### WHAT IS NEEDED
In the records, each line holding "surface" must be reported.

### SUPPLIED DATA
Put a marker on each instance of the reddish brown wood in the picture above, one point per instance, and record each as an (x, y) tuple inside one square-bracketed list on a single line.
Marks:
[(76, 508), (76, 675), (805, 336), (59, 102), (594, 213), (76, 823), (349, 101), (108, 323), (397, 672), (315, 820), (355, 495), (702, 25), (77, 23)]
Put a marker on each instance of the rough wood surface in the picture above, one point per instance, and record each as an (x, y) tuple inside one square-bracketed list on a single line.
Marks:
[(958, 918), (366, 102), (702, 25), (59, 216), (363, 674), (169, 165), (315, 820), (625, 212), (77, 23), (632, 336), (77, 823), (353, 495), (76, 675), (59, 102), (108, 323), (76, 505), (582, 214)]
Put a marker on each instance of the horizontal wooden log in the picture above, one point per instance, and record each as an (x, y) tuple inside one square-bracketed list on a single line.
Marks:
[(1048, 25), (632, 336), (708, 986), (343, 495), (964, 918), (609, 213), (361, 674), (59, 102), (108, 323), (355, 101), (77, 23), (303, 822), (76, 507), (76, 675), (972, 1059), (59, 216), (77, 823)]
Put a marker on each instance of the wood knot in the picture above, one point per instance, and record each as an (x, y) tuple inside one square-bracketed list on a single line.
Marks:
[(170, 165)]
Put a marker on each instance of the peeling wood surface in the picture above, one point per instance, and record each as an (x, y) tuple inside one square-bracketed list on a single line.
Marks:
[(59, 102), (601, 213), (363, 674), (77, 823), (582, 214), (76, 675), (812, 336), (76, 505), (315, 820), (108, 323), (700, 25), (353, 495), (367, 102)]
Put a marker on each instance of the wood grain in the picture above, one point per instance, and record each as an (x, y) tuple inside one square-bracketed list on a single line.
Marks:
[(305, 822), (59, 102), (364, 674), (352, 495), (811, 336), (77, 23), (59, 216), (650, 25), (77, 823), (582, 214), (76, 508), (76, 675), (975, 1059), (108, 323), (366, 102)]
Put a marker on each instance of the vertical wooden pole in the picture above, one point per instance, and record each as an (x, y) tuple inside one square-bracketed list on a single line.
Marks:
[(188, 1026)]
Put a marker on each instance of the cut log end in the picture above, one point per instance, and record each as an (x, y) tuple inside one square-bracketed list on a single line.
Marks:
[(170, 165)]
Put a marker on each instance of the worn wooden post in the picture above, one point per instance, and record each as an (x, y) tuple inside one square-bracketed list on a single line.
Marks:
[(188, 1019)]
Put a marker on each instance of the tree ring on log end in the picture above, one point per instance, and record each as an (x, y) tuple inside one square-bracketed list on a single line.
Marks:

### TASK ANSWER
Put a marker on each instance of the rough wood surface in the picture above, one point per instance, and record each as an (x, y) tuple inside one square-bracketed list on a single line.
Put a marker on each instance of the peeling wood surface in the picture above, one point per instance, and record each as an (x, y) tuple inside one square-bracketed list on a single line.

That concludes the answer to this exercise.